Pobre Gecko… cada vez era más pequeño. Habrá caído en una depresión. Ya no era aquel agresivo personaje, grande y esbelto, que había aparecido aquella tarde de verano. Ahora, cuanto más pasaban los meses, apenas si se lo veía. Con todo, queríamos saber más sobre él; sobre sus orígenes.

Asique hicimos una prueba genética. En realidad no había nadie en mi familia directa que había tenido un cáncer de mama. Pero los títulos de nobleza de Gecko – aquella historia del “triple negativo” – hacían pensar en una causa genética para mi cáncer. Y no nos equivocamos. Le agregamos otro título de nobleza al ya distinguido tumor: sus orígenes se remontaban a la honorable mutación genética BRCA 1, ¡para servirle!

Mi amigo Gecko estaba orgulloso de su árbol genealógico. Lo hacía sentir poderoso y avasallador. Pero no contaba con el pragmatismo y la determinación de su segura servidora. Con esta información clave, la idea de una doble mastectomía tampoco se hizo desear. Pero no se lo dije para no deprimirlo sobremanera. Ahora sí, sus días estaban contados.

Registros de una colección de datos:
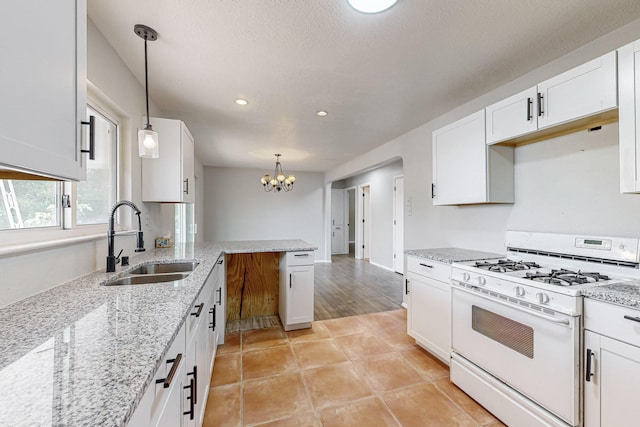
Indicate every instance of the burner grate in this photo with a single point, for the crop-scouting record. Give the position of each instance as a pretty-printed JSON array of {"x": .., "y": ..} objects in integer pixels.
[
  {"x": 504, "y": 266},
  {"x": 563, "y": 277}
]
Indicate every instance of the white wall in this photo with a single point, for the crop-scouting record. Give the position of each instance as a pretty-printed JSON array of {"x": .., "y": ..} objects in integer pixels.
[
  {"x": 567, "y": 184},
  {"x": 381, "y": 221},
  {"x": 25, "y": 274},
  {"x": 237, "y": 207}
]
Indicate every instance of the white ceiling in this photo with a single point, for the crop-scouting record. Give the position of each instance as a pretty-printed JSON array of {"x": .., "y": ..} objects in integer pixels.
[{"x": 379, "y": 76}]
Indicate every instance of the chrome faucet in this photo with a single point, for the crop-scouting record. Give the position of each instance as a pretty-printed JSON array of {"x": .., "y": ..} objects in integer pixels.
[{"x": 112, "y": 260}]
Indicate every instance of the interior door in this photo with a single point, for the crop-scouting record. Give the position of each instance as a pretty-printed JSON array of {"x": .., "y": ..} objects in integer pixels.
[
  {"x": 398, "y": 224},
  {"x": 338, "y": 222}
]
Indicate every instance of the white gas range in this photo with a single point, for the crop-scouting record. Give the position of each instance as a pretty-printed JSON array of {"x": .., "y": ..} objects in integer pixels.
[{"x": 516, "y": 322}]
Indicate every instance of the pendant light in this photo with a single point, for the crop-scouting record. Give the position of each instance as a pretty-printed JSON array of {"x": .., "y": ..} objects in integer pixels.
[
  {"x": 278, "y": 182},
  {"x": 147, "y": 137}
]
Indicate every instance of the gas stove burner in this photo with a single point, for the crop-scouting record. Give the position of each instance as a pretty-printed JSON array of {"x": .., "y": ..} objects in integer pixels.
[
  {"x": 504, "y": 266},
  {"x": 564, "y": 277}
]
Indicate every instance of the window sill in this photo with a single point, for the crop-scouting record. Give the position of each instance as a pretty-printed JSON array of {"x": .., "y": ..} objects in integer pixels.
[{"x": 19, "y": 248}]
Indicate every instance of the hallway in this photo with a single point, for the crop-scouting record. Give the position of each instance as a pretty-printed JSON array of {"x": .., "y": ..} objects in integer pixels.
[{"x": 350, "y": 287}]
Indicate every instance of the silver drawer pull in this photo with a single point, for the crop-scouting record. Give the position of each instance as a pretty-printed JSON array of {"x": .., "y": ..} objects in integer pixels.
[
  {"x": 166, "y": 382},
  {"x": 634, "y": 319}
]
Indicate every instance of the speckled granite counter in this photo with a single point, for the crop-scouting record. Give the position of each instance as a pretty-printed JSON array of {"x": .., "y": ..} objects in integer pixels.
[
  {"x": 451, "y": 255},
  {"x": 624, "y": 293},
  {"x": 82, "y": 354}
]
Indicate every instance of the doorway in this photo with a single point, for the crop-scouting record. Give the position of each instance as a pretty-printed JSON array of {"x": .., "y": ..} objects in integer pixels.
[
  {"x": 398, "y": 224},
  {"x": 364, "y": 222},
  {"x": 351, "y": 221}
]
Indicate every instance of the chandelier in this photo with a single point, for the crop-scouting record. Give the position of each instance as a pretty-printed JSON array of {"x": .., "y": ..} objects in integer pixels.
[{"x": 278, "y": 182}]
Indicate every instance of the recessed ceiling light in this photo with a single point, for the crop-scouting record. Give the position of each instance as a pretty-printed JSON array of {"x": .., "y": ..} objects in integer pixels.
[{"x": 371, "y": 6}]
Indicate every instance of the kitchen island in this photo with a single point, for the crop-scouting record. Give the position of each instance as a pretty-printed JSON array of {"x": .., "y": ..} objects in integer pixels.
[{"x": 84, "y": 354}]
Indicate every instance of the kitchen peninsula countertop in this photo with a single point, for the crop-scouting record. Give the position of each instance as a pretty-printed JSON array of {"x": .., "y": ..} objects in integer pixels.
[
  {"x": 626, "y": 293},
  {"x": 451, "y": 255},
  {"x": 83, "y": 353}
]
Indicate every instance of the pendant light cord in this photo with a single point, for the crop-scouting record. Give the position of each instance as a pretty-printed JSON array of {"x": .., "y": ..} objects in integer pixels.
[{"x": 146, "y": 81}]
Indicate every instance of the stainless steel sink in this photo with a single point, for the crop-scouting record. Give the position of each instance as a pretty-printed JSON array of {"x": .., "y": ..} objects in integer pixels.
[
  {"x": 175, "y": 267},
  {"x": 146, "y": 278}
]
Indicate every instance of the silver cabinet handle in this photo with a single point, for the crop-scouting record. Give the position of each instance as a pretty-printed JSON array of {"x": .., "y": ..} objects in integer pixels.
[{"x": 172, "y": 373}]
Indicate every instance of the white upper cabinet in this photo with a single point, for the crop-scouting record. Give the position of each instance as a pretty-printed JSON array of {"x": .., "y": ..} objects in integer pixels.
[
  {"x": 581, "y": 92},
  {"x": 170, "y": 178},
  {"x": 43, "y": 87},
  {"x": 629, "y": 92},
  {"x": 512, "y": 117},
  {"x": 465, "y": 169}
]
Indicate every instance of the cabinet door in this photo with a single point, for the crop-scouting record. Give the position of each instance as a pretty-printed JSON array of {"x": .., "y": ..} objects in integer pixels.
[
  {"x": 629, "y": 121},
  {"x": 611, "y": 394},
  {"x": 43, "y": 86},
  {"x": 188, "y": 177},
  {"x": 169, "y": 178},
  {"x": 299, "y": 294},
  {"x": 512, "y": 117},
  {"x": 430, "y": 314},
  {"x": 460, "y": 162},
  {"x": 579, "y": 92}
]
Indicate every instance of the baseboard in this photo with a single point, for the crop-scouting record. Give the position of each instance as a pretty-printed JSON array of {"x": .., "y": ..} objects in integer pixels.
[{"x": 382, "y": 266}]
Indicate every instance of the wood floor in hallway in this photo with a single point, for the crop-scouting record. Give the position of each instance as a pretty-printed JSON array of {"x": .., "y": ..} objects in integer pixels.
[{"x": 350, "y": 287}]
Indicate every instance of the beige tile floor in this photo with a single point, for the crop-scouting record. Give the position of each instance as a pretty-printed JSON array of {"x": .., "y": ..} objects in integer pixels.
[{"x": 354, "y": 371}]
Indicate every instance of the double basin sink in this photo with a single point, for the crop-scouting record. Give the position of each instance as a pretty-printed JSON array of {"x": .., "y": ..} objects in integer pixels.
[{"x": 154, "y": 273}]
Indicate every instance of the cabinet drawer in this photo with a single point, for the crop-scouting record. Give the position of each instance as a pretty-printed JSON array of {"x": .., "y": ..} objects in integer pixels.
[
  {"x": 609, "y": 320},
  {"x": 300, "y": 258},
  {"x": 428, "y": 268}
]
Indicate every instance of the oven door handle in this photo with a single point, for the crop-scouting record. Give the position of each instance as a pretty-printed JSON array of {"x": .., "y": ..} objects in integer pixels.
[{"x": 533, "y": 313}]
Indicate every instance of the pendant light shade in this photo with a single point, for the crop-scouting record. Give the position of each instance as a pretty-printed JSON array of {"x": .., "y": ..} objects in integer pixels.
[{"x": 147, "y": 137}]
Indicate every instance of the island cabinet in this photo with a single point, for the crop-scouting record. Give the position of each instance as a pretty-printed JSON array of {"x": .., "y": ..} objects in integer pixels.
[
  {"x": 611, "y": 364},
  {"x": 465, "y": 169},
  {"x": 170, "y": 178},
  {"x": 629, "y": 112},
  {"x": 43, "y": 85},
  {"x": 428, "y": 291},
  {"x": 581, "y": 92},
  {"x": 296, "y": 290}
]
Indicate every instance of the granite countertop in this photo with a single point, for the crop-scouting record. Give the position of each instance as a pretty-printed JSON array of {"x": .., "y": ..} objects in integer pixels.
[
  {"x": 83, "y": 354},
  {"x": 626, "y": 293},
  {"x": 451, "y": 255}
]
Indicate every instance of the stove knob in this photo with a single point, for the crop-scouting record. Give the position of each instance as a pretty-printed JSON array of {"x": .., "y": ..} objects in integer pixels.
[{"x": 542, "y": 298}]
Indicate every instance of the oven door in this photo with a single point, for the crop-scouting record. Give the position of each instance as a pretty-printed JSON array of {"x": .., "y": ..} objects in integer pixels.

**TAREAS POR COMPLETAR:**
#1 Según el fragmento, ¿a qué mutación genética se remontaban los orígenes del tumor llamado Gecko?
#2 Resume el fragmento en dos oraciones.
#3 Copia del fragmento el tramo que va desde "Pobre Gecko… cada" hasta "sobre sus orígenes.".

**RESPUESTAS POR PUNTO:**
#1 A la mutación genética BRCA 1.

#2 El tumor al que se llama Gecko era cada vez más pequeño, y una prueba genética mostró que su origen estaba en la mutación BRCA 1. Con esa información clave, la idea de una doble mastectomía no tardó en llegar, y los días de Gecko quedaron contados.

#3
Pobre Gecko… cada vez era más pequeño. Habrá caído en una depresión. Ya no era aquel agresivo personaje, grande y esbelto, que había aparecido aquella tarde de verano. Ahora, cuanto más pasaban los meses, apenas si se lo veía. Con todo, queríamos saber más sobre él; sobre sus orígenes.